**Vorliegender Text:**
______________________________
Es ist ein Name, der in diesem Zusammenhang seit geraumer Zeit immer wieder fällt: Denis Nikitin, einst Hooligan im Umfeld eines Moskauer Klubs, heute Unternehmer in Deutschland. Und einer mit Visionen: „Meine Aufgabe ist global, ich muss alle Lebensbereiche eines modernen Menschen abdecken“, sagte er in einem Interview 2017. Seine Botschaft in dem Gespräch mit einer ukrainischen Webseite: „Entwickelt euch weiter, habt Erfolg! Sieg heil!“ In dem Interview spricht Nikitin auch ausführlich darüber, dass er Fußball eigentlich nicht möge, sondern eher die Schlägereien nach dem Match – so hatte er sich zum Beispiel maßgeblich an der zu medialem Ruhm gelangten Massenschlägerei bei der Fußball-EM 2016 in Marseille beteiligt.
Das Gesamtpaket, das Nikitin mittlerweile anbietet: T-Shirts, Taschen, Sportkleidung, Sportnahrung, Wandergruppen, Selbstverteidigungskurse und eben Kampfsportveranstaltungen. All das mir einem klar rechtsextremen, nationalistischen Hintergrund. Kleidung seines Labels „White Rex“ wird bei Neonazi-Veranstaltungen in ganz Europa vertrieben. Zu seiner Sparte Kampfsport sagte Nikitin einmal: „Ich gebe weißen Jungs die Möglichkeit, ihre Kräfte zu messen. Du musst selber gesünder und stärker werden.“
Mittlerweile hat Nikitin MMA-Veranstaltungen in Italien, Frankreich und vor allem Deutschland organisiert. Diese in konspirativem Umfeld ausgetragenen Turniere tragen Namen wie „Kampf der Nibelungen“ oder „Turnier des Kriegers“ und zogen zu Beginn einige Dutzend Zuschauer an. Zu Nikitins letztem Turnier im deutschen Ostritz kamen aber geschätzte 600 zahlende Gäste.
Trainieren für den Tag X.
______________________________
**Arbeitsauftrag:** Überarbeiten Sie im Text über Denis Nikitin die Passage, die bei den Worten „Das Gesamtpaket, das“ einsetzt und nach „für den Tag X.“ endet. Schreiben Sie sie erneut auf und setzen Sie dabei „Besucher“ an die Stelle von „Zuschauer“.

**Gesammeltes Material:**
______________________________
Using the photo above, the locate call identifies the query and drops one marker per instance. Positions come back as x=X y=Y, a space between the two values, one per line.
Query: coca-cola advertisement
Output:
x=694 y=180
______________________________
**Lösung:**
Das Gesamtpaket, das Nikitin mittlerweile anbietet: T-Shirts, Taschen, Sportkleidung, Sportnahrung, Wandergruppen, Selbstverteidigungskurse und eben Kampfsportveranstaltungen. All das mir einem klar rechtsextremen, nationalistischen Hintergrund. Kleidung seines Labels „White Rex“ wird bei Neonazi-Veranstaltungen in ganz Europa vertrieben. Zu seiner Sparte Kampfsport sagte Nikitin einmal: „Ich gebe weißen Jungs die Möglichkeit, ihre Kräfte zu messen. Du musst selber gesünder und stärker werden.“
Mittlerweile hat Nikitin MMA-Veranstaltungen in Italien, Frankreich und vor allem Deutschland organisiert. Diese in konspirativem Umfeld ausgetragenen Turniere tragen Namen wie „Kampf der Nibelungen“ oder „Turnier des Kriegers“ und zogen zu Beginn einige Dutzend Besucher an. Zu Nikitins letztem Turnier im deutschen Ostritz kamen aber geschätzte 600 zahlende Gäste.
Trainieren für den Tag X.